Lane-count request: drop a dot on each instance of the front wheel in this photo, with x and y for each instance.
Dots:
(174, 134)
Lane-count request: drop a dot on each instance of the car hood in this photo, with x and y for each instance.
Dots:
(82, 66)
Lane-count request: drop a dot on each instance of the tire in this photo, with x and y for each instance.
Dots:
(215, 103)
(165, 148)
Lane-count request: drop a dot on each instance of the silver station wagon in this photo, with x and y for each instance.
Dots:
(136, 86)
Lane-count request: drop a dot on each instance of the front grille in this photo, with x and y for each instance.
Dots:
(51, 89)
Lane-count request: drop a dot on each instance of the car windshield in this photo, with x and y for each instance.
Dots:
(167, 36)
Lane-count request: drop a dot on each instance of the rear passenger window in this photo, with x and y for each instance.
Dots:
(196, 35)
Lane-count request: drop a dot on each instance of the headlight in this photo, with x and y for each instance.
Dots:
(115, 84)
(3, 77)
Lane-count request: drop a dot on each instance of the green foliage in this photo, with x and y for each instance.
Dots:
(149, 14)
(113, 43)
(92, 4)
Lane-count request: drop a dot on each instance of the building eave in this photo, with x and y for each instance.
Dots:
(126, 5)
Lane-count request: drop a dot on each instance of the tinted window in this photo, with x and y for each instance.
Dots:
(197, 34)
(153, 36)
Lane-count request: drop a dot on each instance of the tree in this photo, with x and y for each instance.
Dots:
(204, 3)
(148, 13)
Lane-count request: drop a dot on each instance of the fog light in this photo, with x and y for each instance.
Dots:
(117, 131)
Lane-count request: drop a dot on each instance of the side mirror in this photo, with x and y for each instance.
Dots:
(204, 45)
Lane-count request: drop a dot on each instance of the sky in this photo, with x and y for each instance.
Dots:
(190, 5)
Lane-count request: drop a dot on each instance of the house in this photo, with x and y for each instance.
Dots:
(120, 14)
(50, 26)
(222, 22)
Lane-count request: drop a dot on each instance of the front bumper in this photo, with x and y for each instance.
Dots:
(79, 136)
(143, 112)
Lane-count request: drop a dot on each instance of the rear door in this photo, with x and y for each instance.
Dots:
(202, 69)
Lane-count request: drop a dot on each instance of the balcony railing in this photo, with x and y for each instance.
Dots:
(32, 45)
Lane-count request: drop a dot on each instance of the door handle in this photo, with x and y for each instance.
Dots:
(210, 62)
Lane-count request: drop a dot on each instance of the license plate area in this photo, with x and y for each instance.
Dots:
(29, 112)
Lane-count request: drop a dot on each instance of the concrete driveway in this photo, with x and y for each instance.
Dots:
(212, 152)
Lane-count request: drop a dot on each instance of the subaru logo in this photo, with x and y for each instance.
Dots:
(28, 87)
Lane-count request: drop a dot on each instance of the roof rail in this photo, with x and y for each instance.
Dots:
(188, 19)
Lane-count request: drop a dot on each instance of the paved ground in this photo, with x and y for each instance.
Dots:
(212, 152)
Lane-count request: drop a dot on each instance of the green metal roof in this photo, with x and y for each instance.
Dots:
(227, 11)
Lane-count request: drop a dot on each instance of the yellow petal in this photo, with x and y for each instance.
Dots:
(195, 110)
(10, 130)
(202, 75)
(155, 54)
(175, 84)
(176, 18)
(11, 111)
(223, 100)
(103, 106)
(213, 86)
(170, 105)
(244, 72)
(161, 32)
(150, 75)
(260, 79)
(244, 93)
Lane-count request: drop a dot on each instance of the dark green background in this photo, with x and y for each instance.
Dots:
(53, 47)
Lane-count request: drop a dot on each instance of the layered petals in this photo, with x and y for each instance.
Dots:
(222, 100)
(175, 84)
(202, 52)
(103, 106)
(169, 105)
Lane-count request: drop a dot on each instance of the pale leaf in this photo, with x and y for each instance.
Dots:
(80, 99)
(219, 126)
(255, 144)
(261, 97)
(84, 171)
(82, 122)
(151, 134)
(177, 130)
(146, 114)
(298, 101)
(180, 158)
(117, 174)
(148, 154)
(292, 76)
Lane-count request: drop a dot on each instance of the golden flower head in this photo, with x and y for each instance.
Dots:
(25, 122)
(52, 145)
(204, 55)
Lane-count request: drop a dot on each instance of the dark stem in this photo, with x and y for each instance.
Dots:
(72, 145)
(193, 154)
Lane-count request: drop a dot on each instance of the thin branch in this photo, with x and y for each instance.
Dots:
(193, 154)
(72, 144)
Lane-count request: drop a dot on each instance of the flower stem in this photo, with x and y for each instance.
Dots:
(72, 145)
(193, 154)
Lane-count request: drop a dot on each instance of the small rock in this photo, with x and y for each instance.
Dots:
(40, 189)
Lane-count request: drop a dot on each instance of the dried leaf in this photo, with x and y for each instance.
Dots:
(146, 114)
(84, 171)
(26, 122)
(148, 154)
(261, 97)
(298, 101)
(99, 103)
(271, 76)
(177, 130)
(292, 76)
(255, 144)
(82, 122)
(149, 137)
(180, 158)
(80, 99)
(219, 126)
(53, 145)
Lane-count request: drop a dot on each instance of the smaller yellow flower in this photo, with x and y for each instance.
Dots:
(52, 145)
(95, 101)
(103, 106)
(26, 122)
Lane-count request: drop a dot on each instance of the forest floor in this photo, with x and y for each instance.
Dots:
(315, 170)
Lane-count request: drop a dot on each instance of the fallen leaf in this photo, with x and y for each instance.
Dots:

------------------------------

Pull every line containing "stem" out of the data above.

**RESULT BELOW:**
Lane-count request: drop a dot on each instance of the dark stem in this photo, with x and y for each instance.
Lane-count request: drop a dot on each instance of the flower stem in this photo, with x and y for each instance.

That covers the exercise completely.